Part of a data file
------------------------------

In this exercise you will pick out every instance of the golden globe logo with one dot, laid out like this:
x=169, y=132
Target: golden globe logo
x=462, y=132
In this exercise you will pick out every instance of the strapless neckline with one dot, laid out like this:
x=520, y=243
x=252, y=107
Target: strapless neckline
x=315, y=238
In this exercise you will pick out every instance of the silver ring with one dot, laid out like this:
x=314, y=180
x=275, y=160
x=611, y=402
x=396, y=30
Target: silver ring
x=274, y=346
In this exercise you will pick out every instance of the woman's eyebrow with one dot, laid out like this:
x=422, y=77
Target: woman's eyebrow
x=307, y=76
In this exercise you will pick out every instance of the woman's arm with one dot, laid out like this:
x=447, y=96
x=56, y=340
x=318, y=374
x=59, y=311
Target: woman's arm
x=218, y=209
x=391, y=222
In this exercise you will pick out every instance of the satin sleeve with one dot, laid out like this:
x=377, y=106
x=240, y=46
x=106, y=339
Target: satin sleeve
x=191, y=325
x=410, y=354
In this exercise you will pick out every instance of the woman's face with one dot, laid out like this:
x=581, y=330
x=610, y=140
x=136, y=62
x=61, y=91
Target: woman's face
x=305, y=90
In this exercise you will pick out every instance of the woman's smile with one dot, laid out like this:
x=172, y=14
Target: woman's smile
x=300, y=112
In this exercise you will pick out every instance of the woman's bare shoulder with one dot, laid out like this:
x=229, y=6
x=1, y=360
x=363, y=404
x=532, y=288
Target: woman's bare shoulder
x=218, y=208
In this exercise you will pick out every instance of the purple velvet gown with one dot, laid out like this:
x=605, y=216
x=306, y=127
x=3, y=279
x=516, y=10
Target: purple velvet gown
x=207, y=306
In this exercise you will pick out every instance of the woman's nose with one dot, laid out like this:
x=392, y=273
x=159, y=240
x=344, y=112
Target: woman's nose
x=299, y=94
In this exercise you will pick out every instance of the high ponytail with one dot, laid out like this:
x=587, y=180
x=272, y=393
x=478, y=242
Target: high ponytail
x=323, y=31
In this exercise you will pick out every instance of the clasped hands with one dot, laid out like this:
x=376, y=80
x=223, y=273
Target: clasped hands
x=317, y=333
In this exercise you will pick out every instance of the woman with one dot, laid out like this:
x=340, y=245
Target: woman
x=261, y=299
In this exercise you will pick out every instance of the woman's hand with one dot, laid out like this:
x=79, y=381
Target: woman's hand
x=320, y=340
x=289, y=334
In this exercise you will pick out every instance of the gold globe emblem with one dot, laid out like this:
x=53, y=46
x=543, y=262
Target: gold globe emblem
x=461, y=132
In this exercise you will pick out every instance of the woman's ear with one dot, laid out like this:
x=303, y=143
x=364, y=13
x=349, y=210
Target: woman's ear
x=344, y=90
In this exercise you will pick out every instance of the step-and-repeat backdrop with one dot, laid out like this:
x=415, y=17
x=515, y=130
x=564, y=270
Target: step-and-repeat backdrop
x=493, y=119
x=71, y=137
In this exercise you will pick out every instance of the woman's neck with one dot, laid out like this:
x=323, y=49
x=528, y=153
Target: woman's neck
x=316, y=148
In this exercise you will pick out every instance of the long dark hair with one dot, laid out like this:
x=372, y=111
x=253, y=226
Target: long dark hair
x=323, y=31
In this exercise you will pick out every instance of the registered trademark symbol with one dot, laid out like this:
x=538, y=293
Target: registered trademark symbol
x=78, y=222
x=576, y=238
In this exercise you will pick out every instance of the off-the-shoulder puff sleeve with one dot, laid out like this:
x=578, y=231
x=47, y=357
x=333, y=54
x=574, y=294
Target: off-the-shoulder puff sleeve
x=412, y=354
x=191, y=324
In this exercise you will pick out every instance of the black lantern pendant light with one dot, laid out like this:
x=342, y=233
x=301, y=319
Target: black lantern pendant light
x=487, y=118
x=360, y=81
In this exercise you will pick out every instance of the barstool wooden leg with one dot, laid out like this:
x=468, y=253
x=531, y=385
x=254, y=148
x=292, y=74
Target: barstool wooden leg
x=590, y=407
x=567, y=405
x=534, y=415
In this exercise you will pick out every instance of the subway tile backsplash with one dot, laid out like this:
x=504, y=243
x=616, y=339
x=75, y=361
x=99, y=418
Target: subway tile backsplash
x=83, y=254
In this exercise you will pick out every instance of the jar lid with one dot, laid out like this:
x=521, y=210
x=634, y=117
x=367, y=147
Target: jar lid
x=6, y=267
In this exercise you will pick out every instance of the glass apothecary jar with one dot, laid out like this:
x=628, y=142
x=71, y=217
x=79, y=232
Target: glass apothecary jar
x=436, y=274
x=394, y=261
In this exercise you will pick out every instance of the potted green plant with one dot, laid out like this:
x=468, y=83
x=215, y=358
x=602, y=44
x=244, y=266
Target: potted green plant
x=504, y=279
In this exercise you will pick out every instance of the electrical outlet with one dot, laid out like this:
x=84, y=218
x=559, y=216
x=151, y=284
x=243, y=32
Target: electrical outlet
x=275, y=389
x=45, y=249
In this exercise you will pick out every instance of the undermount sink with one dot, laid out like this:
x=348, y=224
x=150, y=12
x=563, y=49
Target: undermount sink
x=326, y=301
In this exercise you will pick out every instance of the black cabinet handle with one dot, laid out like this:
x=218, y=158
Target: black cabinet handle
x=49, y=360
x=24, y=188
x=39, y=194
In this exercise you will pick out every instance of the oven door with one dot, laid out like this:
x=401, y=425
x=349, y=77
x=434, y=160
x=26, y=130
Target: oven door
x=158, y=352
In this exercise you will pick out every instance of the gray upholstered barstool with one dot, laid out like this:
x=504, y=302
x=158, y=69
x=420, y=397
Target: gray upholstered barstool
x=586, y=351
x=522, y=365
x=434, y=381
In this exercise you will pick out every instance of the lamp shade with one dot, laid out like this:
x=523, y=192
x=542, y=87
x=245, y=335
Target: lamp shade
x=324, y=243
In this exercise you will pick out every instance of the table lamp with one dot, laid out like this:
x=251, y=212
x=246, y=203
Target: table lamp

------------------------------

• [Exercise goal]: Rewrite all the entries above as a numbered list, one line per item, and leave out any blank lines.

• [Worked solution]:
1. In this exercise you will pick out every instance of the golden globe logo with one dot, laid out like this:
2. x=169, y=132
3. Target: golden globe logo
4. x=462, y=132
5. In this exercise you will pick out every instance of the strapless neckline with one dot, laid out like this:
6. x=520, y=243
7. x=252, y=107
8. Target: strapless neckline
9. x=315, y=238
10. In this exercise you will pick out every instance of the silver ring with one dot, laid out like this:
11. x=314, y=180
12. x=275, y=160
13. x=611, y=402
14. x=396, y=30
15. Target: silver ring
16. x=274, y=346
17. In this exercise you will pick out every instance of the woman's eyebrow with one dot, laid out like this:
18. x=422, y=77
19. Target: woman's eyebrow
20. x=307, y=76
21. In this exercise you will pick out every instance of the woman's arm with one dot, laid out like this:
22. x=447, y=96
23. x=56, y=340
24. x=318, y=374
25. x=59, y=311
26. Target: woman's arm
27. x=218, y=209
28. x=391, y=222
29. In this exercise you will pick out every instance of the satin sleeve with one dot, laid out like this:
30. x=377, y=106
31. x=240, y=46
32. x=106, y=339
33. Target: satin sleeve
34. x=191, y=325
35. x=410, y=354
36. In this exercise you will pick out every instance of the woman's face with one dot, laid out like this:
37. x=581, y=330
38. x=610, y=140
39. x=136, y=62
40. x=61, y=91
41. Target: woman's face
42. x=305, y=90
43. In this exercise you will pick out every instance of the woman's smile with one dot, laid out like this:
44. x=172, y=14
45. Target: woman's smile
46. x=300, y=112
47. In this exercise you will pick out every instance of the woman's bare shoulder with one dot, laid out like this:
48. x=229, y=6
49. x=1, y=360
50. x=363, y=404
51. x=532, y=288
52. Target: woman's bare shoulder
53. x=218, y=208
54. In this exercise you will pick out every instance of the purple velvet gown with one dot, laid out like this:
55. x=605, y=216
56. x=306, y=127
57. x=3, y=279
58. x=516, y=10
59. Target: purple velvet gown
60. x=207, y=306
61. In this exercise you will pick out every instance of the woman's nose with one dot, laid out like this:
62. x=392, y=273
63. x=159, y=240
64. x=344, y=112
65. Target: woman's nose
66. x=299, y=94
67. In this exercise you will pick out every instance of the high ponytail with one dot, laid out like this:
68. x=587, y=180
69. x=272, y=393
70. x=478, y=242
71. Target: high ponytail
72. x=323, y=31
73. In this exercise you will pick out every instance of the clasped hands with one dot, laid out like this:
74. x=376, y=80
75. x=223, y=273
76. Target: clasped hands
77. x=317, y=333
78. In this exercise you will pick out every instance of the woman with one dot, laid out like this:
79. x=340, y=245
80. Target: woman
81. x=261, y=299
82. In this exercise you will pick out every instance of the woman's hand with one dot, laid out like this:
83. x=79, y=381
84. Target: woman's hand
85. x=320, y=340
86. x=289, y=334
87. In this exercise you will pick out every instance of the gold globe emblem with one dot, laid out like this:
88. x=53, y=46
89. x=543, y=262
90. Target: gold globe emblem
91. x=461, y=132
92. In this exercise you will pick out every instance of the woman's ear with one dot, laid out like this:
93. x=303, y=143
94. x=364, y=13
95. x=349, y=210
96. Target: woman's ear
97. x=344, y=90
98. In this exercise you will pick out every instance of the step-and-repeat backdrop with one dot, laid out like this:
99. x=415, y=17
100. x=515, y=130
101. x=564, y=270
102. Target: step-and-repeat backdrop
103. x=493, y=119
104. x=71, y=137
105. In this exercise you will pick out every instance of the woman's neck with one dot, laid out like this:
106. x=323, y=49
107. x=528, y=153
108. Target: woman's neck
109. x=316, y=148
110. In this exercise you will pick out every instance of the long dark hair with one dot, laid out like this:
111. x=372, y=111
112. x=253, y=226
113. Target: long dark hair
114. x=323, y=31
115. In this exercise you will pick out every instance of the registered trademark symbol with one dot, laid out like this:
116. x=538, y=293
117. Target: registered trademark symbol
118. x=78, y=222
119. x=576, y=238
120. In this exercise you will pick out every instance of the off-the-shoulder puff sleeve with one dot, laid out like this:
121. x=578, y=231
122. x=47, y=357
123. x=333, y=54
124. x=574, y=294
125. Target: off-the-shoulder puff sleeve
126. x=412, y=354
127. x=191, y=324
128. In this exercise you will pick out every instance of the black lantern pendant light with one dot, laid out like this:
129. x=342, y=233
130. x=301, y=319
131. Target: black lantern pendant light
132. x=487, y=118
133. x=360, y=81
134. In this exercise you will pick out every instance of the barstool wooden leg with one dot, laid out like this:
135. x=468, y=253
136. x=531, y=385
137. x=254, y=148
138. x=292, y=74
139. Target: barstool wooden leg
140. x=590, y=407
141. x=567, y=405
142. x=534, y=415
143. In this exercise you will pick out every instance of the subway tile backsplash with one dot, laid out like this:
144. x=504, y=243
145. x=616, y=339
146. x=75, y=361
147. x=99, y=418
148. Target: subway tile backsplash
149. x=83, y=254
150. In this exercise you will pick out every instance of the jar lid with one dot, laid out like this:
151. x=521, y=210
152. x=634, y=117
153. x=367, y=147
154. Target: jar lid
155. x=6, y=267
156. In this exercise you will pick out every instance of the glass apothecary jar with one dot, laid out like this:
157. x=628, y=142
158. x=71, y=217
159. x=79, y=232
160. Target: glass apothecary jar
161. x=436, y=274
162. x=394, y=261
163. In this exercise you will pick out every instance of the potted green plant with one dot, laid out like this:
164. x=468, y=83
165. x=215, y=358
166. x=602, y=44
167. x=244, y=266
168. Target: potted green plant
169. x=504, y=279
170. In this exercise you will pick out every instance of the electrical outlet with one dot, laid out like this:
171. x=84, y=218
172. x=559, y=216
173. x=151, y=284
174. x=243, y=32
175. Target: electrical outlet
176. x=275, y=389
177. x=45, y=249
178. In this exercise you will pick out every instance of the undermount sink with one dot, laid out like this:
179. x=348, y=224
180. x=150, y=12
181. x=563, y=49
182. Target: undermount sink
183. x=326, y=301
184. In this exercise you will pick out every instance of the black cabinet handle with one dot, laid out like this:
185. x=218, y=158
186. Target: black cabinet handle
187. x=49, y=360
188. x=24, y=188
189. x=39, y=194
190. In this exercise you will pick out every instance of the oven door with one dot, laid out like this:
191. x=401, y=425
192. x=349, y=77
193. x=434, y=160
194. x=26, y=130
195. Target: oven door
196. x=158, y=352
197. In this exercise you will pick out every instance of the gray upholstered barstool with one dot, laid out like this:
198. x=504, y=302
199. x=158, y=69
200. x=420, y=397
201. Target: gray upholstered barstool
202. x=586, y=351
203. x=522, y=365
204. x=434, y=381
205. In this exercise you will pick out every instance of the lamp shade with one dot, laid out like this:
206. x=523, y=192
207. x=542, y=87
208. x=245, y=335
209. Target: lamp shade
210. x=324, y=243
211. In this exercise you will pick out every instance of the table lamp with one dot, laid out like this:
212. x=251, y=212
213. x=246, y=203
214. Target: table lamp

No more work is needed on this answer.